● Excerpt to read:
━━━━━━━━
I filled the world with my lament, but the world had broken better men than me. My sins were of the lesser variety. I ate too much and talked too much and played too much with my golden zipper. I didn’t stay in touch with old friends. I didn’t pray every day for the poor. The world was used to this, and signed off on my paperwork with a distracted air, too busy even to notice my confession.

 

My fear of death wants to make Carolynn a martyr. But I don’t want her to use her that way: as one more lurid advertisement for a gospel of betrayal. Her short life, her painful death — how tempting to see her as a victim, and thereby reinforce my sense of separateness. My fear says, We’re all victims here. My fear says, Listen to the voice of fear. Memorize its every word and, in your heart of hearts, worship at its altar. Fear is nearby. God seems impossibly distant. Fear comforts me in a voice that’s so familiar. God’s voice comes to me as the barest whisper. I’m rarely quiet enough to hear it.
━━━━━━━━
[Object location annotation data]
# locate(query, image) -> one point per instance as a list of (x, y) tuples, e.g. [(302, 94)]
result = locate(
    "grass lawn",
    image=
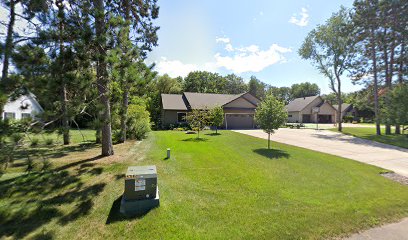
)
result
[(369, 133), (224, 186)]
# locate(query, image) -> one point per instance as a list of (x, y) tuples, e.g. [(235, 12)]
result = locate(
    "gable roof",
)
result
[(299, 104), (173, 102), (344, 106), (209, 100), (190, 100)]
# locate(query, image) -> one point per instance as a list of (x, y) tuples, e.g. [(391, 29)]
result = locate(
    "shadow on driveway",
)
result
[(355, 140)]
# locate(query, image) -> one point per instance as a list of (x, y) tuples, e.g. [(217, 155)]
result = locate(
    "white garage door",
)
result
[(239, 121)]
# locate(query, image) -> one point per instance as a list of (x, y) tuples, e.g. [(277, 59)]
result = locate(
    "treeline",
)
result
[(369, 44), (85, 62), (208, 82)]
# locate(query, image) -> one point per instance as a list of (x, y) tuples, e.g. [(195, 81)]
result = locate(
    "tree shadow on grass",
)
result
[(271, 153), (114, 213), (212, 134), (116, 216), (195, 139), (33, 200)]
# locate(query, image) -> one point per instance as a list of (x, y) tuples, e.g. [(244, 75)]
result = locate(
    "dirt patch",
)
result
[(396, 177)]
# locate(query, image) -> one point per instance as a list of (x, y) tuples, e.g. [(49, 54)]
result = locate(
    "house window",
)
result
[(9, 115), (181, 117), (25, 115)]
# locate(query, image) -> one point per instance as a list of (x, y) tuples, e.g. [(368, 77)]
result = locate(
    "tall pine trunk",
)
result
━━━━━━━━
● What is asked:
1) Count the lines in the rows that contain the string "shadow", and give only the number.
2) Please carry on the passage about fear and God from the point where it stops.

● Final results:
1) 2

2)
Another misunderstanding with Norma — over nothing. Is it any wonder the world is filled with strife? All over the world, people hate each other, kill each other — over nothing. We’re all going to die eventually, but that gets forgotten. Norma and I forget it. The Serbs and the ethnic Albanians forget it, and the Israelis and the Arabs, and the Moslems and the Hindus. We’re all married to each other, but instead of shining out radiant love toward one another we sulk, we grumble, we argue, we turn away. I say we, but I mean me. I’m the world at war.

 

I pay too much attention to what I’m thinking and feeling, not enough attention to who I really am. My busy mind loves to keep busy, just as a child loves to play. There’s nothing wrong with being a child, but there comes a time to lay aside childish things. I love the games I played as a child. I love what they taught me. But would I now choose to devote all day to playing Monopoly or Scrabble or Prince Valiant? Yet I choose to spend all day playing Sy Safransky. I’ve learned most of the rules; I’m an experienced player. It’s so tempting to set up the pieces again and again.

 

Maybe God has never been as far away as I’ve thought. I can’t say what God is. But when I stop pretending that I know who I am, God is here. When I stop insisting on my version of the truth, something reaches out for me: truer than any words, more luminous than any philosophy. This is something I’ve experienced, though I can’t prove it. I can only honor or dishonor it by how I live.